Work item:
Line by line, please look for the word "gravel" in the following records, then copy each line you find it in.

Stored records:
----

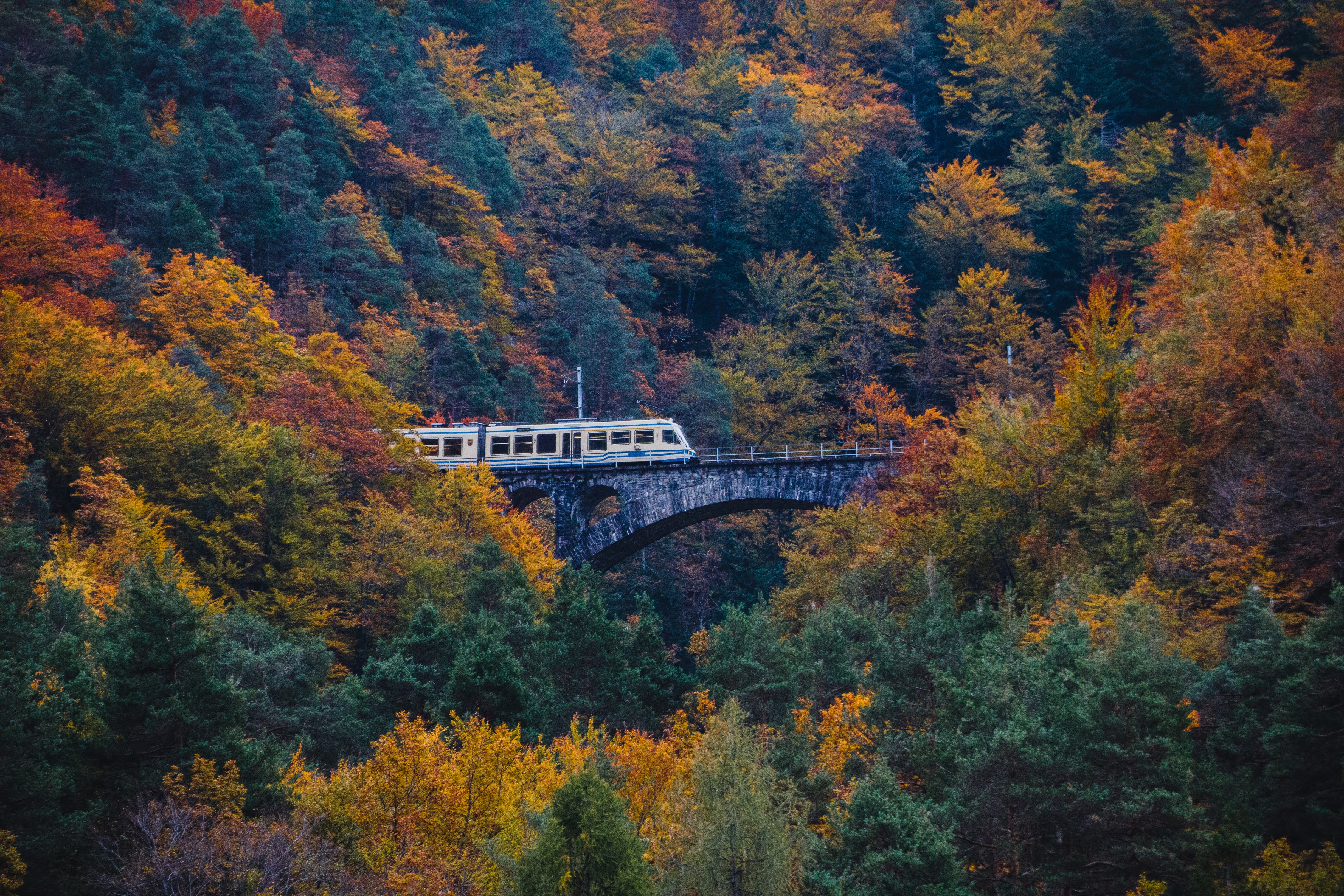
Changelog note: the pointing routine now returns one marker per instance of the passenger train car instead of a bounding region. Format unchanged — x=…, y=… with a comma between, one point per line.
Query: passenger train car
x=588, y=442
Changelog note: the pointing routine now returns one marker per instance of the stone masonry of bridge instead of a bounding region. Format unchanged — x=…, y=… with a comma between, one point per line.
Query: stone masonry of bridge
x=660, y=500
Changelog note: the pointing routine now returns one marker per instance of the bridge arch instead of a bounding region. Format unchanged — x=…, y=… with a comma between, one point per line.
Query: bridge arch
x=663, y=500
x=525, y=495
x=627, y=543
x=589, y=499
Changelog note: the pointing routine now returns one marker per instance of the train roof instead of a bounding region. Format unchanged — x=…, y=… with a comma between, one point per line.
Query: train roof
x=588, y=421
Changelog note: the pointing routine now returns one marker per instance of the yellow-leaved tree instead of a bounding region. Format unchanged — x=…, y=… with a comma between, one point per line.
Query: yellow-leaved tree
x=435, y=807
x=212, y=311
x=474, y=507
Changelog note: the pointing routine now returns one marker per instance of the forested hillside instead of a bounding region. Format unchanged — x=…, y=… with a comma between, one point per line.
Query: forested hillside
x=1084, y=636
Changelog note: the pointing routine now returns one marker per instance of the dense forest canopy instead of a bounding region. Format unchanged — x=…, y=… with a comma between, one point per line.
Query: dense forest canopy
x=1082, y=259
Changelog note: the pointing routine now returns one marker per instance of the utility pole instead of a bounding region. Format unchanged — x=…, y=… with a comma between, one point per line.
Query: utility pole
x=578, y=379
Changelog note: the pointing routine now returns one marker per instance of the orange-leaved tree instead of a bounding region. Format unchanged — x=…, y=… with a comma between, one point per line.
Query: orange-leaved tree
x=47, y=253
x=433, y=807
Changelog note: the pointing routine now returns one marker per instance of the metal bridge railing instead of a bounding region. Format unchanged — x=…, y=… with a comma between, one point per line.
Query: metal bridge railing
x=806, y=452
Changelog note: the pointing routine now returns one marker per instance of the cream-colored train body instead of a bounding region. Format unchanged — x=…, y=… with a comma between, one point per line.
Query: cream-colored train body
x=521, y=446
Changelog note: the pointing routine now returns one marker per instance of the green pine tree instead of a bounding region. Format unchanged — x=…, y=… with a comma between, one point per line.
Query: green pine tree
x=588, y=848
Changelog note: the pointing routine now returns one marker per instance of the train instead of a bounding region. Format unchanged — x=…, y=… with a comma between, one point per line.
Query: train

----

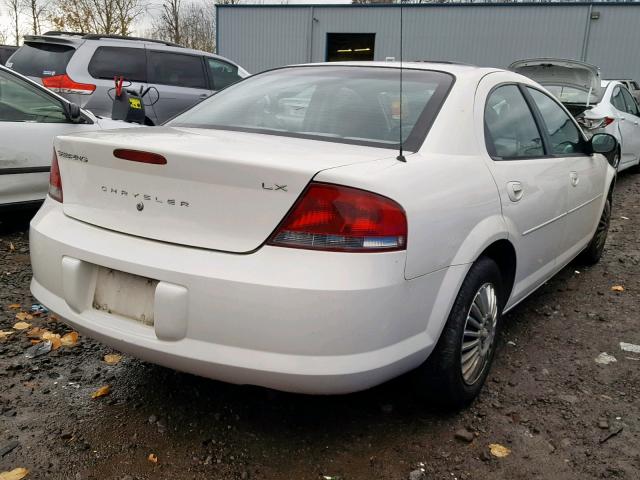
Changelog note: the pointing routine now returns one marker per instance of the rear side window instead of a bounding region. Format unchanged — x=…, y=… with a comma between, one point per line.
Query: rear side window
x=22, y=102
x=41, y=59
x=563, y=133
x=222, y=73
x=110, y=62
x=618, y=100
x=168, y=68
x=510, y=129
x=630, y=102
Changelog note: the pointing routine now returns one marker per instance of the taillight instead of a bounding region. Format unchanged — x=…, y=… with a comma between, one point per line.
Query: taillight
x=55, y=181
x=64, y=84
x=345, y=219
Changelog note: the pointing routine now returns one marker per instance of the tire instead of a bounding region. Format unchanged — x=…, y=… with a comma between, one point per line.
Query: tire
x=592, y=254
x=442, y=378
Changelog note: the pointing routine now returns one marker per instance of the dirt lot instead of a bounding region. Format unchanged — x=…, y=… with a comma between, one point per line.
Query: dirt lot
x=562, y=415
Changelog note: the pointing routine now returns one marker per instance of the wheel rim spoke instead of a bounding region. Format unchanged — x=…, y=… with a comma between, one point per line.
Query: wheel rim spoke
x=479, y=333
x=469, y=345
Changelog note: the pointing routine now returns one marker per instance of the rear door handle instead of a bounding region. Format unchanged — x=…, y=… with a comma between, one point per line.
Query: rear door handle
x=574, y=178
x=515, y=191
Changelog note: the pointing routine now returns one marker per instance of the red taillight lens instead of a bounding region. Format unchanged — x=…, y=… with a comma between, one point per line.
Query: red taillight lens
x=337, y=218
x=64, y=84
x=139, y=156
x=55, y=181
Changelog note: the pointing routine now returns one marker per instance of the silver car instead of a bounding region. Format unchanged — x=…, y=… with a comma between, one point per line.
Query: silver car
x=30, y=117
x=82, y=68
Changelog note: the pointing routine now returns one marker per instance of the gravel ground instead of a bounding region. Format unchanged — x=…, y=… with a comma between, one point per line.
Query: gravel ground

----

Output of the exercise:
Changelog note: the pointing routine now returns one marker per instance of the gravel ground instead of a bounding region. Format unchanged — x=…, y=… with a comma between, one point per line.
Query: gravel ground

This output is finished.